Start QUOTED PASSAGE

Skytel first installed NEA Cloud DVR and CDN software in 2019. Following several years of a successful service that has grown in popularity, it has chosen to renew its investment in Ateme for its service expansion to include Embedded Distributed Storage for efficient storage of content recorded by viewers, and the TITAN encoders.

Tuvshinbayar Turtuvshin, Head of Media IP Network Department at Skytel, said, “We have been very happy working with Ateme and seeing a steadily increasing number of subscribers to our OTT service. The combination of TITAN encoders and NEA video delivery gives viewers high video quality with low latency, while making life easier for us with a low-maintenance, future-proof system that can be continuously updated. Also, as our subscribers record more and more content, the EDS storage has been invaluable in helping us to scale up storage.”

Ateme’s converged headend can power cable, DTH, IPTC, terrestrial and OTT services all at once with a single approach that reaches viewers on all screens in formats up to 8K, with all types of HDR. The full-IP, software-based system can be evolved as requirements and standards change.

Ateme converged compression delivery

The Ateme convergence software is infrastructure neutral, and does not come with a predefined deployment choice. Users can remain on-premises, move to a virtualised datacentre or a cloud provider – and also choose to migrate later on.

The software’s ability to deliver a better user experience is due mainly to the improved bandwidth and compression efficiency of TITAN encoders, their faster-than-real-time capabilities and simultaneous processing of all formats. Having a single workflow for both live and file transcoding also reduces waste and complexity.

End QUOTED PASSAGE
Start RECORDS TO PROCESS

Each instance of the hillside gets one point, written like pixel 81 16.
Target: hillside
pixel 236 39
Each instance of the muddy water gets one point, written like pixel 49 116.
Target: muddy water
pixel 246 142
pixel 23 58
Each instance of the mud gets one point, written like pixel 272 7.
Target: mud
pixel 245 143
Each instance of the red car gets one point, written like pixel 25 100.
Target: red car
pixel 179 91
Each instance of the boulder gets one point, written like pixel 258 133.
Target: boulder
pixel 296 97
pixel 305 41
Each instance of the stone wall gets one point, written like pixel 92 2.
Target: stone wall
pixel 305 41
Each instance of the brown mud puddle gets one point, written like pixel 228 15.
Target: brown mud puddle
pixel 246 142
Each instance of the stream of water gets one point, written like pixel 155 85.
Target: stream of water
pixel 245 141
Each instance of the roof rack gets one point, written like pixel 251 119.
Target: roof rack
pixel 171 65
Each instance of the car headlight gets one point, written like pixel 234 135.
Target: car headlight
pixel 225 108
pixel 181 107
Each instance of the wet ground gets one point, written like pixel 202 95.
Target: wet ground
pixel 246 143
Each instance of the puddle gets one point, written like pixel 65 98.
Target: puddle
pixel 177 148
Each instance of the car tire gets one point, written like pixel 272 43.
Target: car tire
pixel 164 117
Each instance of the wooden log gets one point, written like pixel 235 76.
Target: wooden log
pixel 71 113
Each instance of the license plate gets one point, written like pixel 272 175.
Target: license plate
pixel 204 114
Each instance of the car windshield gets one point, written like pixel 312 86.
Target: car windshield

End RECORDS TO PROCESS

### [PROBLEM A]
Decide whether each statement agrees with the passage about Skytel and Ateme, answering yes or no and quoting the words of the passage that settle it: (i) Skytel first installed NEA Cloud DVR and CDN software in 2019; (ii) the Ateme convergence software must be deployed with a cloud provider; (iii) Ateme's converged headend reaches viewers in formats up to 4K.
### [PROBLEM B]
Set down the records word for word, beginning at their first line and stopping after the line that contains "pixel 23 58", with both of those lines included.
The text and the records have no connection to each other.

### [FULL RESPONSE A]
(i) Yes: "Skytel first installed NEA Cloud DVR and CDN software in 2019."
(ii) No: "does not come with a predefined deployment choice"
(iii) No: "in formats up to 8K"

### [FULL RESPONSE B]
Each instance of the hillside gets one point, written like pixel 81 16.
Target: hillside
pixel 236 39
Each instance of the muddy water gets one point, written like pixel 49 116.
Target: muddy water
pixel 246 142
pixel 23 58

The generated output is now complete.